── Data extract

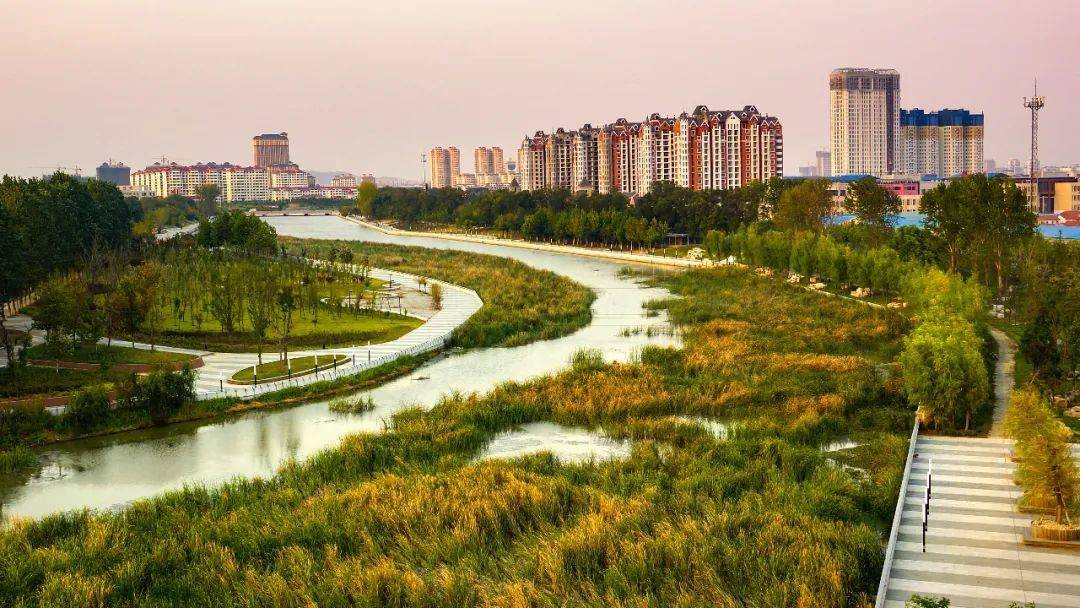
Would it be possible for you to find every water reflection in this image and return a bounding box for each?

────
── Data extract

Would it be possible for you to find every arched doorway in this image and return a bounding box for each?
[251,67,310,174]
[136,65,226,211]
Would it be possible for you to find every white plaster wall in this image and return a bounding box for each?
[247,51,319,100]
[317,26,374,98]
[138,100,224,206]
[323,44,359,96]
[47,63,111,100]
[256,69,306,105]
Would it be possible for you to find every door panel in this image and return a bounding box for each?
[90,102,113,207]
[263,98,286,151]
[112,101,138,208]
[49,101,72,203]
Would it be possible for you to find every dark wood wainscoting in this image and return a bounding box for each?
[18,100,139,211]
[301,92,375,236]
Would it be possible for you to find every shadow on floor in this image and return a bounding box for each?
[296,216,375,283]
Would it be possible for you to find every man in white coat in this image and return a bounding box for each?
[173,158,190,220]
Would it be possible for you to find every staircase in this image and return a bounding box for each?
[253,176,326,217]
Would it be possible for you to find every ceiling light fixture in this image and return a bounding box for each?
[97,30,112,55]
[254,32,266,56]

────
── Data extract

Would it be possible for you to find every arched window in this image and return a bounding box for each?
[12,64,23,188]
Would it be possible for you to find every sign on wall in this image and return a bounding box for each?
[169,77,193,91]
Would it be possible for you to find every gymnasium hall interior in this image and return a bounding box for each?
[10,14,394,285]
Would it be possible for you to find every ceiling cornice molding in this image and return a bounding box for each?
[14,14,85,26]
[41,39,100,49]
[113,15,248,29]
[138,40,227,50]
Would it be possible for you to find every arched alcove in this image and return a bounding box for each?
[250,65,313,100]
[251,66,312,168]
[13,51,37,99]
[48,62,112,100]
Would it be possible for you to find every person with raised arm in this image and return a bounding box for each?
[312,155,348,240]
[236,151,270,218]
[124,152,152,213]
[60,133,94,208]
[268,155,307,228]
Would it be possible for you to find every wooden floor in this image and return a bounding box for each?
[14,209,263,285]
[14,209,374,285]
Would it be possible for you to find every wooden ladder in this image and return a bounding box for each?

────

Please write out, word for word, the lines above from the one containing "Would it be possible for you to find every staircase" through the one containing "[254,32,266,56]".

Would it be possible for you to find every staircase in this image and return a bounding box for each?
[253,176,326,217]
Would it be possible for you to find every ceiling light fixture in this image and return a bounding box for each?
[97,30,112,55]
[254,32,266,56]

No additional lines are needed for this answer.